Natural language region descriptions
§
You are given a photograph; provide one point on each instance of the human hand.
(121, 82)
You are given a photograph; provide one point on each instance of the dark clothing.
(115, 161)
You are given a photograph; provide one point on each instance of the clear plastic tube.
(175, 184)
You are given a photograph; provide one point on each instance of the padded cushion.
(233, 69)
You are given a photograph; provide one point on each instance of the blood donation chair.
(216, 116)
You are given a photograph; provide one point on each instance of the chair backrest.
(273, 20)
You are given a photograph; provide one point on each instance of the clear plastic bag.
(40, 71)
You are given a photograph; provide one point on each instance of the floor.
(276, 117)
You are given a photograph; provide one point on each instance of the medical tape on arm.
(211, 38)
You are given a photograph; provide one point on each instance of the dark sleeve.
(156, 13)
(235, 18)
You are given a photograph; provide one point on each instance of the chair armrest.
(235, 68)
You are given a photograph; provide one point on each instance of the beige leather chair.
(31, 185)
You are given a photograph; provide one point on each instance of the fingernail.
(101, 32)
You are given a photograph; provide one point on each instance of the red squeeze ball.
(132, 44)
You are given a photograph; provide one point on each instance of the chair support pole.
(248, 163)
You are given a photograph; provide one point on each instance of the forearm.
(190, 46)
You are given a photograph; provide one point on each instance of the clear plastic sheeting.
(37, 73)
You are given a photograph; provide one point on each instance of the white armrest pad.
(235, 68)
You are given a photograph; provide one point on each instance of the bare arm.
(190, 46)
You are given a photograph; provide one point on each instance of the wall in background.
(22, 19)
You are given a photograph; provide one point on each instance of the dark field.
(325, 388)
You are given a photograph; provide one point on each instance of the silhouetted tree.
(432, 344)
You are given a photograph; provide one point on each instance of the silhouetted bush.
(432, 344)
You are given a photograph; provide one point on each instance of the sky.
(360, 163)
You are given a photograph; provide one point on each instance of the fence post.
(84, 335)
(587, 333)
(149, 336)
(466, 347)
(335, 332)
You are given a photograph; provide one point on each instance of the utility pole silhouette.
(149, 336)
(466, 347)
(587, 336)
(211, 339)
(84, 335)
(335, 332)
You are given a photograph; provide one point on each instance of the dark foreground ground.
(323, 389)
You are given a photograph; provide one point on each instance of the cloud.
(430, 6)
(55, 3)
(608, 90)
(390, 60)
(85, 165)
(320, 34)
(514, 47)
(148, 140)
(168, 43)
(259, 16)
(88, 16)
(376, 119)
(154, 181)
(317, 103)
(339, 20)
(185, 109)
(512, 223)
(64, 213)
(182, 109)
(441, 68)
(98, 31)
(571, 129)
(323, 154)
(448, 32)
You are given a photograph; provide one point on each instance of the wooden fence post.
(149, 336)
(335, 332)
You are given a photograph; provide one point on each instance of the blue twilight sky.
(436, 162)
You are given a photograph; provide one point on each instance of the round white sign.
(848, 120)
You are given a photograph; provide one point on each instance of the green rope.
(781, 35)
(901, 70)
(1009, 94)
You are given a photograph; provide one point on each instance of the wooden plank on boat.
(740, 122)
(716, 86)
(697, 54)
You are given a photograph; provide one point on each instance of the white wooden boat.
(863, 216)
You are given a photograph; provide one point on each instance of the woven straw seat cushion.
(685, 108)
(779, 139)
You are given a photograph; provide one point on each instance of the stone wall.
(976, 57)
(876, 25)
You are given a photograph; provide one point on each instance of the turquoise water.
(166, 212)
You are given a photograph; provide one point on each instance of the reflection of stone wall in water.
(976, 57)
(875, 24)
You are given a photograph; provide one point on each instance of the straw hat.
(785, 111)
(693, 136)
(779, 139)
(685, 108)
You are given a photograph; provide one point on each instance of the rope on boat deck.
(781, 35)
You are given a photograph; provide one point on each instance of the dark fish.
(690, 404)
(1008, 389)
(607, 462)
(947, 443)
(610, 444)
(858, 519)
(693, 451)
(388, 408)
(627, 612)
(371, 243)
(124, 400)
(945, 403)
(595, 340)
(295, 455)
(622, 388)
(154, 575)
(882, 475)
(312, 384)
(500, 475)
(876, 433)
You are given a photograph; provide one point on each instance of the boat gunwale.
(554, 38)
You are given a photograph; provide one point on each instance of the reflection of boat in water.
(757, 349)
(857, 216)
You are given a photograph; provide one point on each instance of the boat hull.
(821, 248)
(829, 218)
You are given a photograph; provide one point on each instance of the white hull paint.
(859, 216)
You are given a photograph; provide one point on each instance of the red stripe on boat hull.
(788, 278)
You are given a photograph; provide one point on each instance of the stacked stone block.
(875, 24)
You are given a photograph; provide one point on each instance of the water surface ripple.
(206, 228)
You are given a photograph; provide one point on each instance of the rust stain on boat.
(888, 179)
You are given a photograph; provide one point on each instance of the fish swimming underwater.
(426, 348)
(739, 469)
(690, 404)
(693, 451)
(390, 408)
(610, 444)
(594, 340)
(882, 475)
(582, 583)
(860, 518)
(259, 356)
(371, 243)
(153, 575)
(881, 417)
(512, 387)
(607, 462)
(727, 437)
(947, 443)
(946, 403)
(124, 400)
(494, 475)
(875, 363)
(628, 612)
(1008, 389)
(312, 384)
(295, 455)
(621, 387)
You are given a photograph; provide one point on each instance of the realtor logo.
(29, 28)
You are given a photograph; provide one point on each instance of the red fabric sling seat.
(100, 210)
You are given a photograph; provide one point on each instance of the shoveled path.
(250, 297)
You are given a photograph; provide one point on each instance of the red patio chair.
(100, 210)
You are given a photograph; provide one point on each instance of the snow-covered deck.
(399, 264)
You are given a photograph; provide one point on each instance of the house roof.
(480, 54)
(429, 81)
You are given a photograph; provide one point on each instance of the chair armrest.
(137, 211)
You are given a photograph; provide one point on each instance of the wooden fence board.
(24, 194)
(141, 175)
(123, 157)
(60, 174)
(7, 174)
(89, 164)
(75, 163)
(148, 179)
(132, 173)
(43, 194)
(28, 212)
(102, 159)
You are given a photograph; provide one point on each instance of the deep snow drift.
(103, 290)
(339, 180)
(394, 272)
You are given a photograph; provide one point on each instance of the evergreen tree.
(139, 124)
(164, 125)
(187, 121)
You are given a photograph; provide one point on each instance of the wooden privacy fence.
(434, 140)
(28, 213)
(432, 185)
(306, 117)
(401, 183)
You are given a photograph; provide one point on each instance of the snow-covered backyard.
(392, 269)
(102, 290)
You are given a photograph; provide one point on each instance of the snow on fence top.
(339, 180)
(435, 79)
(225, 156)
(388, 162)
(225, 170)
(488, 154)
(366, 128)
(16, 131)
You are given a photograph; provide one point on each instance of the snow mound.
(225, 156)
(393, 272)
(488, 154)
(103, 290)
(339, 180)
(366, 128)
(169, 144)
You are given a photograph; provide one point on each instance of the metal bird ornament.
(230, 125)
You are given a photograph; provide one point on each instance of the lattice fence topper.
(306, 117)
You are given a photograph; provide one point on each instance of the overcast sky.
§
EXERCISE BRIEF: The full set of records must be output again exactly.

THE ANSWER:
You are given a photograph; provide one point on each instance of the human hand.
(121, 82)
You are given a photograph; provide one point on each instance of the dark clothing.
(115, 161)
You are given a photograph; provide one point on each instance of the clear plastic tube.
(175, 184)
You are given a photograph; provide one point on each instance of the padded cushion.
(233, 69)
You are given a photograph; provide one point on each instance of the blood donation chair.
(216, 116)
You are given a photograph; provide one point on each instance of the chair backrest.
(273, 20)
You are given a photograph; provide one point on each instance of the clear plastic bag.
(40, 71)
You are given a photograph; provide one point on each instance of the floor.
(276, 117)
You are given a photograph; provide one point on each instance of the medical tape on arm.
(211, 38)
You are given a photograph; provide one point on each instance of the dark sleeve.
(156, 13)
(235, 18)
You are given a photograph; provide one point on each instance of the chair armrest.
(235, 68)
You are given a photograph; provide one point on each instance of the beige leather chair.
(31, 185)
You are given a photograph; provide one point on each instance of the fingernail.
(101, 32)
You are given a photograph; provide one point on each instance of the red squeeze ball.
(132, 44)
You are given a photograph; provide one point on each instance of the chair support pole.
(248, 163)
You are given a photograph; provide one point on each instance of the forearm.
(190, 46)
You are given a photograph; provide one point on each instance of the clear plastic sheeting.
(37, 73)
You are given a photograph; provide one point on each instance of the white armrest pad.
(235, 68)
You are given a photograph; provide one point on each instance of the bare arm.
(190, 46)
You are given a photograph; provide one point on each instance of the wall in background.
(22, 19)
You are given a photograph; provide one point on each instance of the dark field.
(325, 388)
You are given a photograph; provide one point on each instance of the silhouetted tree.
(432, 344)
You are given a photograph; provide one point on each instance of the silhouetted bush.
(432, 344)
You are given a photograph; provide one point on each instance of the sky.
(360, 163)
You are given a photograph; provide one point on each instance of the fence post.
(84, 335)
(587, 333)
(149, 336)
(466, 347)
(335, 332)
You are given a photograph; provide one point on each instance of the utility pole silhouette.
(149, 336)
(466, 347)
(587, 336)
(211, 339)
(84, 335)
(335, 332)
You are given a photograph; provide one point on each instance of the dark foreground ground.
(323, 389)
You are given a photograph; provide one point on each instance of the cloud.
(430, 6)
(55, 3)
(608, 90)
(390, 60)
(85, 165)
(320, 34)
(514, 47)
(148, 140)
(168, 43)
(259, 16)
(88, 16)
(376, 119)
(154, 181)
(317, 103)
(339, 20)
(185, 109)
(512, 223)
(64, 213)
(182, 109)
(441, 68)
(98, 31)
(571, 129)
(323, 154)
(448, 32)
You are given a photograph; provide one point on each instance of the wooden fence post.
(149, 336)
(335, 332)
You are given a photograph; provide one point on each instance of the blue twilight sky.
(436, 162)
You are given a photograph; provide one point on each instance of the round white sign.
(848, 120)
You are given a photograph; provide one point on each instance of the green rope.
(781, 35)
(901, 70)
(1009, 94)
You are given a photograph; provide one point on each instance of the wooden plank on boat.
(740, 122)
(716, 86)
(697, 54)
You are given a photograph; provide one point on each instance of the white wooden boat.
(863, 216)
You are given a photograph; provide one point on each instance of the woven straw seat cushion.
(685, 108)
(779, 139)
You are given a photograph; provide one point on each instance of the stone wall.
(976, 57)
(876, 25)
You are given a photograph; provide one point on each instance of the turquoise water.
(166, 212)
You are given a photograph; provide one point on each instance of the reflection of stone wall in water.
(976, 57)
(875, 24)
You are given a photograph; provide one point on each instance of the straw hat.
(785, 111)
(693, 136)
(779, 139)
(685, 108)
You are given a photograph; provide one point on each instance of the rope on boat deck.
(781, 35)
You are given a photograph; provide one point on each instance of the dark fish.
(690, 404)
(1008, 389)
(607, 462)
(947, 443)
(610, 444)
(858, 519)
(693, 451)
(388, 408)
(627, 612)
(371, 243)
(124, 400)
(945, 403)
(595, 340)
(295, 455)
(622, 388)
(154, 575)
(882, 475)
(312, 384)
(500, 475)
(876, 433)
You are given a photograph; provide one point on each instance of the boat gunwale.
(554, 38)
You are given a photograph; provide one point on each instance of the reflection of boat in water.
(757, 349)
(857, 216)
You are given a photograph; provide one point on each instance of the boat hull.
(821, 248)
(829, 218)
You are given a photograph; provide one point on each instance of the white hull paint.
(859, 216)
You are given a photograph; provide one point on each instance of the red stripe on boat hull.
(788, 278)
You are given a photograph; provide one point on each instance of the stacked stone block.
(875, 24)
You are given a photograph; provide one point on each instance of the water surface ripple.
(206, 228)
You are given a photograph; provide one point on each instance of the rust stain on boat.
(888, 179)
You are given a photograph; provide one point on each instance of the fish swimming underwater.
(426, 348)
(739, 469)
(690, 404)
(693, 451)
(390, 408)
(610, 444)
(594, 340)
(882, 475)
(582, 583)
(860, 518)
(259, 356)
(371, 243)
(153, 575)
(881, 417)
(512, 387)
(607, 462)
(727, 437)
(947, 443)
(946, 403)
(124, 400)
(494, 475)
(875, 363)
(628, 612)
(1008, 389)
(312, 384)
(295, 455)
(621, 387)
You are given a photograph; provide one point on each instance of the realtor logo.
(29, 28)
You are given a photograph; provide one point on each instance of the red fabric sling seat.
(100, 210)
You are given a photograph; provide one point on each instance of the shoveled path.
(250, 297)
You are given a photograph; provide one point on each instance of the red patio chair.
(100, 210)
You are given a photograph; provide one point on each instance of the snow-covered deck.
(399, 264)
You are given a photograph; provide one point on each instance of the house roof.
(480, 54)
(429, 81)
You are given a photograph; provide one point on each instance of the chair armrest.
(137, 211)
You are given a photograph; provide one point on each instance of the wooden fence board.
(24, 194)
(141, 175)
(123, 157)
(60, 174)
(7, 174)
(89, 164)
(75, 163)
(148, 179)
(132, 173)
(43, 194)
(28, 212)
(102, 159)
You are given a photograph; provide one point on each instance of the deep snow drift.
(103, 290)
(339, 180)
(394, 272)
You are given a photograph; provide one point on each instance of the evergreen tree.
(139, 124)
(164, 125)
(187, 121)
You are given a photograph; provide one point on each instance of the wooden privacy fence.
(434, 140)
(28, 213)
(432, 185)
(306, 117)
(401, 183)
You are given a photograph; provide one point on each instance of the snow-covered backyard.
(392, 269)
(102, 290)
You are given a photograph; provide one point on each instance of the snow on fence top.
(339, 180)
(435, 79)
(225, 156)
(388, 162)
(225, 170)
(488, 154)
(366, 128)
(16, 131)
You are given a photograph; provide one point on each instance of the snow mound.
(225, 156)
(393, 272)
(488, 154)
(103, 290)
(339, 180)
(366, 128)
(169, 144)
You are given a photograph; provide one point on each instance of the metal bird ornament.
(230, 125)
You are given a photograph; provide one point on each instance of the lattice fence topper.
(306, 117)
You are given a photograph; provide one point on each instance of the overcast sky.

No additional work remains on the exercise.